Task objective | Return each line of the records below in which the string "instance" turns up.
______________________________
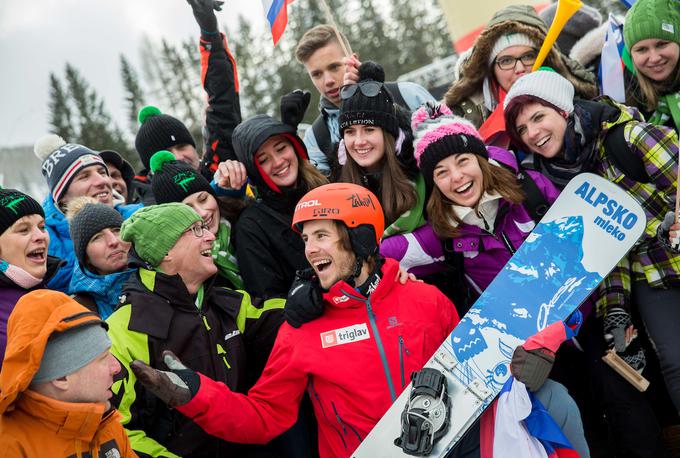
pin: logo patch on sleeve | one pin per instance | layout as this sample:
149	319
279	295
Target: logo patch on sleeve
345	335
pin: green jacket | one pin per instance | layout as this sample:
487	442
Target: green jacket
219	332
465	96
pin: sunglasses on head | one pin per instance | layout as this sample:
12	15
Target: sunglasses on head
368	88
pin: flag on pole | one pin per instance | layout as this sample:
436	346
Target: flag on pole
277	15
612	62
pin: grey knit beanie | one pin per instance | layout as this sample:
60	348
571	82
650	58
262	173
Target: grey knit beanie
73	349
508	40
545	84
88	219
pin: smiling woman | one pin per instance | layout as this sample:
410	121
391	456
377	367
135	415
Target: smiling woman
102	256
24	264
269	252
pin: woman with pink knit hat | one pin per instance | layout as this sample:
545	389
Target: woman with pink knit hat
477	207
______________________________
Result of this exercise |
pin: logo patch on sleeve | one pin per instance | layout as this sample:
pin: green jacket | one pin per instance | layout as this sample:
pin: sunglasses on head | one pin per instance | layout as this sample:
pin: flag on pole | one pin per instance | layout as this sample:
pin: grey knit beanie | one pin per instance | layout as this sample:
pin: smiling woman | one pin per instance | layout as this sample:
pin: woman with pink knit hat | one pin per instance | layout as this sample:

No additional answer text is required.